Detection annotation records
+++++

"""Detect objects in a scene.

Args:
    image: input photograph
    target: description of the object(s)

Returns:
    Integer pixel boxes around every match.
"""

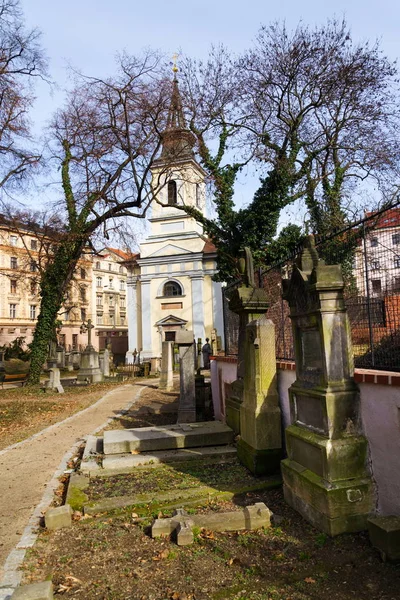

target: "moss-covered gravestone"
[281,237,374,535]
[237,315,282,475]
[225,248,269,433]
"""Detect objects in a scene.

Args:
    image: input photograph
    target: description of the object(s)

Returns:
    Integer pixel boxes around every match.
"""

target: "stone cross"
[151,502,272,546]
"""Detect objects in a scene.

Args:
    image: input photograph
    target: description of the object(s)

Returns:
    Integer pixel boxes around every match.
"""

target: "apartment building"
[0,216,129,355]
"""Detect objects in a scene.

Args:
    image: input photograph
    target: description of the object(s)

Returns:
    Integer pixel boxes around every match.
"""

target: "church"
[126,70,224,363]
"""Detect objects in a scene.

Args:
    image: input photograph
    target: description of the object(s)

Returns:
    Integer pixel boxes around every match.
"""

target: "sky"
[21,0,400,233]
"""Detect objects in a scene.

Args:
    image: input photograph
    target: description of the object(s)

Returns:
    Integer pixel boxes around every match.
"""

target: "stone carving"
[281,237,373,535]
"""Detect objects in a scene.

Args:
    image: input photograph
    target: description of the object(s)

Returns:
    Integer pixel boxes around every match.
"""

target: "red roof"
[107,247,139,260]
[365,208,400,229]
[203,240,217,254]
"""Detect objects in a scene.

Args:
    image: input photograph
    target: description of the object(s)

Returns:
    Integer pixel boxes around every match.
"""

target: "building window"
[392,233,400,246]
[168,180,177,206]
[371,279,382,294]
[164,281,182,296]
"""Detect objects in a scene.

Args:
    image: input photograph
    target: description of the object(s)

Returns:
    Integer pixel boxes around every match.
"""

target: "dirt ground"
[24,490,400,600]
[0,382,134,450]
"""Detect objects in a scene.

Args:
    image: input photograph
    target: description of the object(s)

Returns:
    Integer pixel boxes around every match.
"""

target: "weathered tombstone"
[225,248,269,433]
[238,315,282,475]
[77,319,103,383]
[99,348,110,377]
[46,367,64,394]
[65,352,74,371]
[56,346,65,369]
[281,237,374,535]
[175,329,196,423]
[158,342,174,392]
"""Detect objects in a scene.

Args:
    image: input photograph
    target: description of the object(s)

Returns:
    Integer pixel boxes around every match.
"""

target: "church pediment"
[147,244,191,258]
[155,315,187,327]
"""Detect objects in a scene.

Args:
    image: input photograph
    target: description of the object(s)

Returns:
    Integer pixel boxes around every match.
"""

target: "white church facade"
[127,78,223,362]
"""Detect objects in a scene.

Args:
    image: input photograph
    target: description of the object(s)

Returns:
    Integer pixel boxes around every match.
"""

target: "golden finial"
[172,53,179,73]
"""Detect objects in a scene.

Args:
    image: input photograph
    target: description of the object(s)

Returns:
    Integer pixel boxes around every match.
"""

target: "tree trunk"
[27,238,84,386]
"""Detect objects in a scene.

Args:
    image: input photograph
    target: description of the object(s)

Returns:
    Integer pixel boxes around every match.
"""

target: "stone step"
[101,446,236,477]
[104,421,234,455]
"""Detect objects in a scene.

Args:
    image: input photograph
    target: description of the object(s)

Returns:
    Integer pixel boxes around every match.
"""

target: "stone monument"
[238,315,282,475]
[281,237,374,535]
[175,329,196,423]
[158,342,174,392]
[77,319,103,383]
[225,248,269,433]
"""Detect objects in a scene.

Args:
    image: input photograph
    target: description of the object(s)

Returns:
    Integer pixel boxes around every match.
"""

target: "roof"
[203,240,217,254]
[365,208,400,229]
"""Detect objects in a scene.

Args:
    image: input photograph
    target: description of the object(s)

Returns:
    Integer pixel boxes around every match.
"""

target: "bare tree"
[178,20,399,277]
[25,52,171,384]
[0,0,47,192]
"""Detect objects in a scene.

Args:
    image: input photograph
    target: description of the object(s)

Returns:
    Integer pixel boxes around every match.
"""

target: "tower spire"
[160,54,196,160]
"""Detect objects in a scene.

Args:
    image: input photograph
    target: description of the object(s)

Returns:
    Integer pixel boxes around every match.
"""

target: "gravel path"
[0,380,149,598]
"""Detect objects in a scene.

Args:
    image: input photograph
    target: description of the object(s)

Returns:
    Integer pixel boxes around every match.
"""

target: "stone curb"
[0,385,145,600]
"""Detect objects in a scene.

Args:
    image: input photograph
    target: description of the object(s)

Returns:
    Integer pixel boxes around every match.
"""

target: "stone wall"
[211,357,400,516]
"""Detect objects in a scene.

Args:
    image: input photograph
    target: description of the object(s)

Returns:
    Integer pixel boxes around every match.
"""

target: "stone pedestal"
[238,316,282,475]
[77,346,103,383]
[158,342,174,392]
[175,330,196,423]
[46,367,64,394]
[225,285,268,433]
[281,238,374,535]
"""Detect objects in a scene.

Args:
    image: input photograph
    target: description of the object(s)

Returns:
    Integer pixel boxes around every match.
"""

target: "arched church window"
[164,281,182,296]
[168,180,177,205]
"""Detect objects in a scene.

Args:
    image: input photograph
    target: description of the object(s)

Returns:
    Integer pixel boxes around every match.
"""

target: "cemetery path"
[0,380,148,581]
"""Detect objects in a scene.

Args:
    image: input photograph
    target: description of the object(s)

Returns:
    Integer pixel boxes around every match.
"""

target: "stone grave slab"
[103,421,234,455]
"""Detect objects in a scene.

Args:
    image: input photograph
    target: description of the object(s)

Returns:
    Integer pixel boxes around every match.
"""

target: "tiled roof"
[203,240,217,254]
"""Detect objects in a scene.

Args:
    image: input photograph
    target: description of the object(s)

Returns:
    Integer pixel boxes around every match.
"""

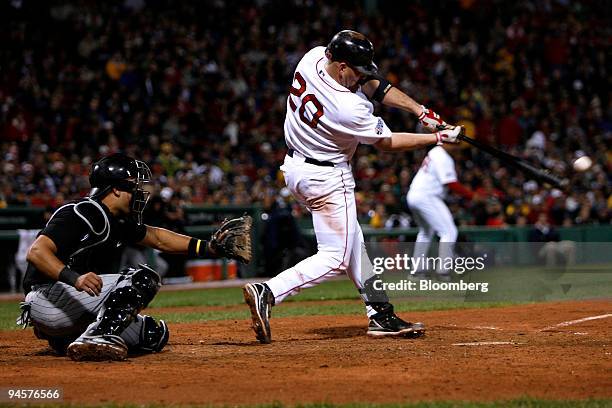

+++++

*Short problem:* Swap every "input photograph" in the rows above for "input picture" and reproduce all of them with nothing else changed. Leave the pictures out of your answer.

*Written reply:*
"""Detect objects in a scene.

Args:
    image: input picture
    target: description of the object(s)

Returns:
    Integer pixel boxes around every match.
"""


target: "moss-covered gravestone"
[281,237,374,535]
[237,315,282,475]
[225,248,269,433]
"""Detect objects in a scene.

Args:
    image: input picture
    target: description of the object(s)

Returns:
    Integer pixel boxes around every match.
"""

target: "stone cross"
[151,502,272,546]
"""Detect objects in a scene.

Args:
    image: input picture
    target: description of the object(s)

Returns:
    Integer pixel boxes around every match.
"""

target: "apartment building"
[0,216,129,355]
"""Detect objects in a scene.

Args:
    image: input picture
    target: description of the object(s)

Returns:
    Integer pixel boxes around every match.
"""

target: "church"
[126,70,224,363]
"""Detect objects in a scene.

Args:
    image: input picture
    target: description of the object(s)

Returns:
    Integer pixel boxes around every match.
"""

target: "sky"
[21,0,400,233]
"""Detect objects in a scene.

Args:
    image: input picture
    target: description of the object(s)

Returns:
    Integer pixel boxes around every match.
"""

target: "stone carving"
[281,237,373,535]
"""Detect objects in a scene.

Args:
    image: input picture
    target: description of the object(s)

Returns:
    Integer pixel boxes around every match.
"""

target: "red roof"
[107,247,139,260]
[365,208,400,229]
[203,240,217,254]
"""Detect objects in a scene.

Args:
    image: input picture
    target: description of the object(s)

Returns:
    Integer pixel boxes around every match.
"""

target: "building window"
[392,233,400,246]
[168,180,177,206]
[371,279,382,294]
[164,281,182,296]
"""Detect objects in a scene.

Args:
    image: input picture
    target: description of the object(s)

Returns:
    Integer pixel boxes around every match.
"""

target: "dirt ground"
[24,490,400,600]
[0,382,134,450]
"""Detect objects in a scene.

Args:
    image: input picture
    target: description of the object(s)

Returns:
    Integer pixel boxes around every match.
"""

target: "weathered tombstone"
[225,248,269,433]
[238,315,282,475]
[77,319,103,383]
[99,348,110,377]
[46,367,64,394]
[65,352,74,371]
[56,346,65,369]
[281,237,374,535]
[175,329,196,423]
[158,342,174,392]
"""Detect objects in a scene.

Args:
    image: input picture
    target: description of the object(s)

Returns:
    Integer pixel boxes around every match.
"""

target: "church pediment"
[147,244,191,258]
[155,315,187,327]
"""Detect objects in a scene.

Args:
    image: input picture
    target: description of the object(s)

Returns:
    Integer pixel boxes around every match.
"""

target: "white church facade"
[127,78,223,362]
"""Detect objects in a scene.

Args:
    image: input picture
    target: description of the object(s)

Returns:
    Integer pixel boxes around every match.
"""

target: "golden finial"
[172,53,179,73]
"""Detect objects in a scene.

Args:
    image: input picture
    target: description of the object(s)

Returns:
    Integer pixel boxes around every match.
"""

target: "tree trunk"
[27,238,84,386]
"""Detect objects in a scene.

Args:
    image: input picture
    target: description of the object(s)

Returns:
    Integer pixel boxes around every match.
"""

target: "stone step"
[101,446,236,477]
[104,421,234,455]
"""Detect objects in a scene.

Args:
    image: input picture
    target: description of the object(s)

Returns:
    Integer pixel boxes around every match.
"""

target: "stone monument"
[238,315,282,475]
[281,237,374,535]
[175,329,196,423]
[158,342,174,392]
[77,319,103,383]
[225,248,269,433]
"""Detect objects in a scene.

Args:
    image: input picture
    target: description of the object(s)

Returns:
    Integer pixel boxes around every match.
"""

target: "roof"
[203,240,217,254]
[365,208,400,229]
"""Detect objects in a scene.

Args:
    image: input picture
    target: description of the object(s)

Returns:
    Integer pixel boxes around every match.
"""

target: "bare tree"
[178,20,399,277]
[25,52,171,384]
[0,0,47,192]
"""Detect objects in a scene.

Args:
    image: input picture
    target: description of the object(s)

Returns:
    Integer pixel boxes around every match.
"""

target: "tower spire"
[160,54,196,160]
"""Detect objects in a scene.

Args:
    image: input picture
    target: description of the object(s)

Returns:
    Integer pixel boxes around every match.
"""

target: "gravel path"
[0,380,149,598]
"""Detect objects in a scene.

Args:
    image: input picture
    target: description of the object(s)

Returns:
    Integer pixel boxes around every match.
"""

target: "stone curb"
[0,385,145,600]
"""Detect objects in a scene.

Args:
    image: input picture
    target: description of the object(s)

Returns:
    Integer pixel boxes around every match.
"""

target: "stone wall"
[211,357,400,516]
"""Detect objects in a scene.

Args:
    image: input picture
    target: description of the object(s)

Returns:
    Integer pixel boxes around every match.
"""

target: "stone pedestal"
[238,316,282,475]
[77,346,103,383]
[158,342,174,392]
[175,330,196,423]
[46,367,64,394]
[225,285,268,433]
[281,238,374,535]
"""Detect objects in a scene.

Args:
    image: input picture
    target: description of the object(s)

Returns:
    Integer pixel boxes around every match.
"""

target: "arched church window"
[164,281,182,296]
[168,180,177,205]
"""Detect objects in a scene.

Args:
    image: input picture
    target: description of the object(s)

Returns:
    Integer pixel boxes around every match.
"""

target: "cemetery path"
[0,380,148,581]
"""Detect objects in a scene.

Args:
    image: input picture
    target: description of the object(s)

Returns:
    Integer pixel boxes around every match.
"""

target: "stone grave slab"
[103,421,234,455]
"""Detect objects in a scene.

Args:
    image: input picture
    target: description of the object(s)

Returns:
    Integer pixel boxes around every match.
"""

target: "tiled roof"
[203,240,217,254]
"""Detect objects in a scene.

Args:
    image: input picture
    target: description of the object(s)

Returns:
    Integer pixel boxes around every match.
"""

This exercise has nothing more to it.